Selected extract:
# F 350 Combatt



## Brickman (Jun 17, 2002)

Republished with permission by the Power Stroke Registry
Sept 2002

PSR Article #4

COMBATT

In each issue of the Power Stroke Registry, I like to
provide you, our Power Stroke Owners, an inside look
at Ford Truck. In the last issue I discussed the
Mighty F-350 "Tonka" Concept truck and some of the
"state of the art" technology available on the truck. 
This month I want to discuss the "COMBATT" F-350. 
What is COMBATT? First lets cover the name. COMBATT
stands for Commercial Based Tactical Truck. The main
driver behind the COMBATT program has been the U.S.
Army. The Army is researching vehicle alternatives to
replace their aging 100,000-unit fleet of light
tactical vehicles. The Humvee has been a staple in
the U.S. Military for years, however the COMBATT F-350
could provide the majority of the functionality at a
reduced price. The COMBATT program applies military
technology on production over 8500 lb. GVWR trucks. 
The program is a cooperative effort between the U.S.
Army Tank Automotive and Armaments Command and the Big
Three Automakers. Each U.S. Automaker has developed
and built their version of the COMBATT truck. 
Obviously, I am partial to the Ford F-350. 
Currently, multiple prototypes are being abused daily
at our various Proving Grounds around the country. I
have included several pictures taken while the COMBATT
undergoes testing that I hope you enjoy. The COMBATT
is probably the ultimate in "Built Ford Tough". Every
component has been designed for the specific use
requirements of the U.S. Armed Forces. Here are some
of the key specs of this wild F-350:
· F-350 SRW, Crew Cab, Short Box, 4x4, Power Stroke,
Auto Trans
· Dana 60 Front and 80 Rear Hydra-lock Axles with CTIS
(Central Tire Inflation System)

What to do:
1. According to the COMBATT article, what does the name COMBATT stand for?
2. Write what comes next in the COMBATT article, starting right after its last line.

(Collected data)
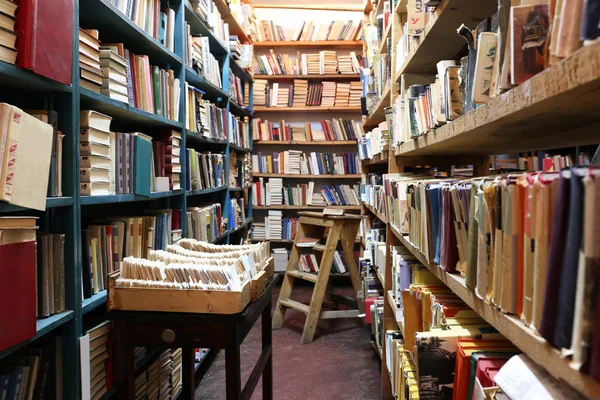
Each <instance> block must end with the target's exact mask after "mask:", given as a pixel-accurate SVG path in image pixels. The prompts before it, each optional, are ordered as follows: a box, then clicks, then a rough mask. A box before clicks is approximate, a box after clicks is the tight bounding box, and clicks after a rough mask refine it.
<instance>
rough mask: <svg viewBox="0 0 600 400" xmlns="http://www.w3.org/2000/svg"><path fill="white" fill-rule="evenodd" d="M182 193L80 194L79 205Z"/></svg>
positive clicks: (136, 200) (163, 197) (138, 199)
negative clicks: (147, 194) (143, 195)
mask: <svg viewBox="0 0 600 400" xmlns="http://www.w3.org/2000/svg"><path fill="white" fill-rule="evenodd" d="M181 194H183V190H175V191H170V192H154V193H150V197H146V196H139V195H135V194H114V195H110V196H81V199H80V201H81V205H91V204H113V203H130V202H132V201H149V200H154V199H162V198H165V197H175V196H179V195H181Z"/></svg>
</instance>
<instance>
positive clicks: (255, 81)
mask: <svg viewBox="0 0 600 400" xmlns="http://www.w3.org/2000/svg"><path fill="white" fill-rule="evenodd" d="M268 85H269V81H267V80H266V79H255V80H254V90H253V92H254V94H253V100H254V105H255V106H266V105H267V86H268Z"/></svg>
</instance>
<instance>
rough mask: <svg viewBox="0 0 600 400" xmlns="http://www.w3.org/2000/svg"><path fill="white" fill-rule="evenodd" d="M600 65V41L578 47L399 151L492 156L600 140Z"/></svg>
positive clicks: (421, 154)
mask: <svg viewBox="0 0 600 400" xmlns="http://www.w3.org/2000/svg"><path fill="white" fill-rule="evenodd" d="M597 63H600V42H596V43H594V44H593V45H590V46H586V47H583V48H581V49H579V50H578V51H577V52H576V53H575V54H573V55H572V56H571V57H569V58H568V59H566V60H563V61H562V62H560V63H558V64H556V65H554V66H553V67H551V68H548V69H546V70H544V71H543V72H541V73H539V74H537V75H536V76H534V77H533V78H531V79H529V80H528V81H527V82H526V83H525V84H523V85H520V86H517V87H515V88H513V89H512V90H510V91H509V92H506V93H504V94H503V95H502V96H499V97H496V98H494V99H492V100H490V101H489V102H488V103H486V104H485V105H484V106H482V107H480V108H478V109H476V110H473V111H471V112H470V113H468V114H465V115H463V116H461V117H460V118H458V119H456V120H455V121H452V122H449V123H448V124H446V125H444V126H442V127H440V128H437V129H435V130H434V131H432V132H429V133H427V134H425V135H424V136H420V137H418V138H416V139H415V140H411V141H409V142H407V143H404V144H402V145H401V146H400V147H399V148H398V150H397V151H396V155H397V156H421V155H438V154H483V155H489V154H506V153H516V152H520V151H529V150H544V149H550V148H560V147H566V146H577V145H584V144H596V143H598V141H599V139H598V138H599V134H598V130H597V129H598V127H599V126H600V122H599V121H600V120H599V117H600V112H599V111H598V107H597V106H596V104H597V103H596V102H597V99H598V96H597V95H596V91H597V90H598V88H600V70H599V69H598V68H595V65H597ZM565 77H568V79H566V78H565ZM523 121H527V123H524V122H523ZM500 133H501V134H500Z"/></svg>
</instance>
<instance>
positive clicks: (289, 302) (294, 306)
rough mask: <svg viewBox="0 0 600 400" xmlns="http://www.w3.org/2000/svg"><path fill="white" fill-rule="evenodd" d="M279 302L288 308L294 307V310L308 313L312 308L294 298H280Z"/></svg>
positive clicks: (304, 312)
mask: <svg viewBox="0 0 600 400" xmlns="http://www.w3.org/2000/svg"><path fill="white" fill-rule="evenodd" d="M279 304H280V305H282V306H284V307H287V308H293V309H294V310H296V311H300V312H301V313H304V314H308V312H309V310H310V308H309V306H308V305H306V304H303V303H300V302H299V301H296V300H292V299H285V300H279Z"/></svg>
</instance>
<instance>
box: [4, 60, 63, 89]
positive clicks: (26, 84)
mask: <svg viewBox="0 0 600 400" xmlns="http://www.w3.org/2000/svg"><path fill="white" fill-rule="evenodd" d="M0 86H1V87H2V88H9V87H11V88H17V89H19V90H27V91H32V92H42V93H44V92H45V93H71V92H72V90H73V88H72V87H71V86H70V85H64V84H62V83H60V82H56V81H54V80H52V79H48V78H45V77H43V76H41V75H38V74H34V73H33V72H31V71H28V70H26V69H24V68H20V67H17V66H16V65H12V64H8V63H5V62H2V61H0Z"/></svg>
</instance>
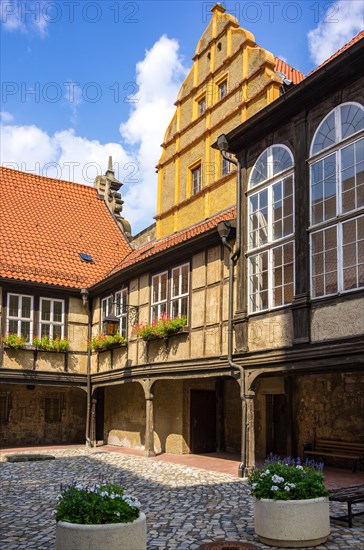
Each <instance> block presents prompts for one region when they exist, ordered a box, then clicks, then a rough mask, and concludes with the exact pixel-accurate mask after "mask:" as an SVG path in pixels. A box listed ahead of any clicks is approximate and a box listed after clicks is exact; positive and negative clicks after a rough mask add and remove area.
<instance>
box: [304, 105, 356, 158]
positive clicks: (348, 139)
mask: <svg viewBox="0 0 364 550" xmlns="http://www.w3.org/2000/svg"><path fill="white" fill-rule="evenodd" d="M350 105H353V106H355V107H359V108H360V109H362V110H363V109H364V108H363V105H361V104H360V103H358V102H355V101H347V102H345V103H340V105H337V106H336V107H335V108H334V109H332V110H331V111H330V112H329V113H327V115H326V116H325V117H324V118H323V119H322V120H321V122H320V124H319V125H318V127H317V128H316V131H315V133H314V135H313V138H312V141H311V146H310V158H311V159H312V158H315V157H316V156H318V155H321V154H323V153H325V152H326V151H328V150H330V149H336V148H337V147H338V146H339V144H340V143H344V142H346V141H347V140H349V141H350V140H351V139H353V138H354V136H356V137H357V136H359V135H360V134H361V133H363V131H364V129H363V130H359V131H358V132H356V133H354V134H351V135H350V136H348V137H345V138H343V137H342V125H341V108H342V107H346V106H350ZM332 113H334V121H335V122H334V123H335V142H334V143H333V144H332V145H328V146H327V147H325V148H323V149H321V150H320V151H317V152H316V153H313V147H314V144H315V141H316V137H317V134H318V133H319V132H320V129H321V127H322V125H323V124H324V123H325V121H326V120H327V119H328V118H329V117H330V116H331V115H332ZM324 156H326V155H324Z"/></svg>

...

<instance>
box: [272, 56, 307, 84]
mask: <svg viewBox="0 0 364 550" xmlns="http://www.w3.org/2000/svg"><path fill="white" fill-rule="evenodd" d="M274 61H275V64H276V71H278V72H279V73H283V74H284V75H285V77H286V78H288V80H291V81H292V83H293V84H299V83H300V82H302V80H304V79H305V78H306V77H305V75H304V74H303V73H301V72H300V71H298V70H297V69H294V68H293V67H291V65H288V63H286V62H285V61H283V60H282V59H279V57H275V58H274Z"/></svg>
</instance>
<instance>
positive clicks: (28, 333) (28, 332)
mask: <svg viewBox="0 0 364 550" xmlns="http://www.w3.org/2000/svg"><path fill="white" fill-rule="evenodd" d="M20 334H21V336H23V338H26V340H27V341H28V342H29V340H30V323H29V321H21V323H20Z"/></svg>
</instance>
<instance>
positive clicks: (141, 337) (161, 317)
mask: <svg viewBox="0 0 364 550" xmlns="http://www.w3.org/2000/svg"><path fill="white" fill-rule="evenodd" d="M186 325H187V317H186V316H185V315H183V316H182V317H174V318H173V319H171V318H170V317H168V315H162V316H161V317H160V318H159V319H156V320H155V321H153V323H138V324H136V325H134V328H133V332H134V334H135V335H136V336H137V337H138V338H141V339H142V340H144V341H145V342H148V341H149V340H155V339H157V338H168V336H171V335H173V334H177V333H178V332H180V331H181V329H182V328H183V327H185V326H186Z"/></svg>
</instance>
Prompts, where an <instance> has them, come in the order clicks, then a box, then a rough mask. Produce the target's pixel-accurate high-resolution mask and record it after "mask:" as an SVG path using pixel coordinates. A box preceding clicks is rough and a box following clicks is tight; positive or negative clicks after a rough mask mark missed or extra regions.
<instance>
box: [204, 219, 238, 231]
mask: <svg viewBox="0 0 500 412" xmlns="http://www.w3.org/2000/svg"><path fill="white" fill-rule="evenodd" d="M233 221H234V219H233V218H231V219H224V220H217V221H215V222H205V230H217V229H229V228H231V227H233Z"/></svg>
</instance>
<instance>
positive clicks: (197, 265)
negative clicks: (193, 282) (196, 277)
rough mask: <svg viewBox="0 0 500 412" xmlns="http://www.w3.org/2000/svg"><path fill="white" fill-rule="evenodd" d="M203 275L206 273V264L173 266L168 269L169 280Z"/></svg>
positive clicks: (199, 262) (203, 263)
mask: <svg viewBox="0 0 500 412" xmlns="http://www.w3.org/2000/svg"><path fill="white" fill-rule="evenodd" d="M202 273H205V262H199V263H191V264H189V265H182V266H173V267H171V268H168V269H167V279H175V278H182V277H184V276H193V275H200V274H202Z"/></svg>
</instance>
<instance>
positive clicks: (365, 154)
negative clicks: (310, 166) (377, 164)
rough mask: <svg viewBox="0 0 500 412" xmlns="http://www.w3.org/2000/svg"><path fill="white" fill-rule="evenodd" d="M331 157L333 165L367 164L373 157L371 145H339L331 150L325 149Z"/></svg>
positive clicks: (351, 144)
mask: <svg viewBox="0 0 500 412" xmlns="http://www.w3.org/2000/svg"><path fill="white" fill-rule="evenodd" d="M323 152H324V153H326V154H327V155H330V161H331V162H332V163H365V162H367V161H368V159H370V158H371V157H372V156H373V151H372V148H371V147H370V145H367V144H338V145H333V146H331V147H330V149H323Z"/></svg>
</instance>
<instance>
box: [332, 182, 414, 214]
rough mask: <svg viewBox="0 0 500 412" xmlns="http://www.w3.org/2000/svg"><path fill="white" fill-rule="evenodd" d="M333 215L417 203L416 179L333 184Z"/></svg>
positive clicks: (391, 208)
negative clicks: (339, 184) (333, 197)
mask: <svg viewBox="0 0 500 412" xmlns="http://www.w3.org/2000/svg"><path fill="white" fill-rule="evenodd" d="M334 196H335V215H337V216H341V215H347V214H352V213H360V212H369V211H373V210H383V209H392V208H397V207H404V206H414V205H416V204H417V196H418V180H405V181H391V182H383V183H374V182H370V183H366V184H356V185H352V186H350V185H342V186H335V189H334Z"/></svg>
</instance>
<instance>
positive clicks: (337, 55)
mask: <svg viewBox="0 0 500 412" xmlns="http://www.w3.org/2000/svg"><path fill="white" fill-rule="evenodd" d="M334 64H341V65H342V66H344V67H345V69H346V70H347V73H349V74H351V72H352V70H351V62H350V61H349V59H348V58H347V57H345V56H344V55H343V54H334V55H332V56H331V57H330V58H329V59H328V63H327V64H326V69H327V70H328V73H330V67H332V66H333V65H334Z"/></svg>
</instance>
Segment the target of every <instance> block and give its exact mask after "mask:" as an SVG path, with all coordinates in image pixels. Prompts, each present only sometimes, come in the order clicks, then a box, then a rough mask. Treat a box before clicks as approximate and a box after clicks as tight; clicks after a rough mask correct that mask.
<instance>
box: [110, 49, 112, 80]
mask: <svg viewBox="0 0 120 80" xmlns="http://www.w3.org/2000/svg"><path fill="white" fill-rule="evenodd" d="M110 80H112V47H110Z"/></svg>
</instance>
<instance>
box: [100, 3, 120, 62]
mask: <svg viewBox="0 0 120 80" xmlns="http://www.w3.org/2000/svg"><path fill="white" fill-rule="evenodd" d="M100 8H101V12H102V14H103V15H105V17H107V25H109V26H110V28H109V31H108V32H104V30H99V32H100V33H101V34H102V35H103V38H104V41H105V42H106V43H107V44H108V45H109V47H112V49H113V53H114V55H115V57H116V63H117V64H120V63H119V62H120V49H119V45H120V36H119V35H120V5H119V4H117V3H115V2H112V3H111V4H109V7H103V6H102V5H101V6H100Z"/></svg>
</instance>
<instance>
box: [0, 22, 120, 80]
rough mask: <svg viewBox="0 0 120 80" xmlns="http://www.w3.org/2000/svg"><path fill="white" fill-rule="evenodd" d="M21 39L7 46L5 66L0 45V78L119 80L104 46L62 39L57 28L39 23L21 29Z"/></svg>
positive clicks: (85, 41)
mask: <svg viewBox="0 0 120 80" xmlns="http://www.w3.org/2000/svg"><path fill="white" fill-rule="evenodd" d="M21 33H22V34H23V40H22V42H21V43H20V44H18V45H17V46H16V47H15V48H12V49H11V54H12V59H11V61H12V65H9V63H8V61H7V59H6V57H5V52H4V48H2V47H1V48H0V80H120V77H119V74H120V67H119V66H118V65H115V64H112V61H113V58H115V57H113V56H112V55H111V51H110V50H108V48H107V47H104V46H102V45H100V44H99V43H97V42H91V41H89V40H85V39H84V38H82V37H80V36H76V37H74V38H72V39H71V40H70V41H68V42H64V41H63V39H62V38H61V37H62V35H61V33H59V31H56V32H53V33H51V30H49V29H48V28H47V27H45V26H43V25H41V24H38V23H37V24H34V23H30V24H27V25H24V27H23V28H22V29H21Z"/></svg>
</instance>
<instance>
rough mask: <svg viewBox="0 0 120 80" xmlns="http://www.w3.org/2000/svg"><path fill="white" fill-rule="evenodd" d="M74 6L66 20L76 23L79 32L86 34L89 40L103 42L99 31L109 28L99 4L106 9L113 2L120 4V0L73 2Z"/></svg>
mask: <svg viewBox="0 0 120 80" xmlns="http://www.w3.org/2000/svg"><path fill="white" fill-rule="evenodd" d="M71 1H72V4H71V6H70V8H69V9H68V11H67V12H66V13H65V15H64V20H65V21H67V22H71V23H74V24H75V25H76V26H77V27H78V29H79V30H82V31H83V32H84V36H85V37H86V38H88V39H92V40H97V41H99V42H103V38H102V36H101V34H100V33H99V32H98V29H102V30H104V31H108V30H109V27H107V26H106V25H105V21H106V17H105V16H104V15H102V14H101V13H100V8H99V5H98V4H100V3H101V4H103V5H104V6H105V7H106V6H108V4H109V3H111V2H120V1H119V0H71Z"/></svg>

Activity answers:
1. Commercial Based Tactical Truck.

2.
· 2-piece Wheels with Bead Lock
· Goodyear 37X12.50R17 Run-Flat Tires
· Modified wheel housing w/molded flares to
accommodate larger wheels/tires
· Height Adjustable Air Suspension
· Electronically Controlled Shocks
· Skid Plates (Trans, T-Case, and Fuel Tank)
· Military Spec Front and Rear Bumpers w/Winch mount
and D-Rings
· ABS and Air Bag Defeat Switch 
· Too many electronics to even list

While we are evaluating the performance of the
complete truck, we can review the performance of
individual components that could be applied to future
production vehicles. I know what many of you are
thinking right now. When can I buy one? It is just
too early to even speculate on that one. One thing is
for certain, if the F-350 COMBATT does go into
production, you will have to get in line behind the
U.S. Army.


----------



## Pelican (Nov 16, 2001)

The ultimate huntin' wagon!!

I want one....or two...


----------



## Shadowghost (Oct 31, 2002)

I saw one of those being tested 'somewhere'. I didnt like it. Not jacked up enough. Needs a 4 inch lift. 
I have nothing against Fords, I like them very much. They are all I drive. I have a black F-250 with a Triton V-10 EFI in it, and another F-350 with a Powerstroke, but for Tactical ops I didnt like this truck. Give me a HUMVEE, or better yet, a helicopter.


----------



## Brickman (Jun 17, 2002)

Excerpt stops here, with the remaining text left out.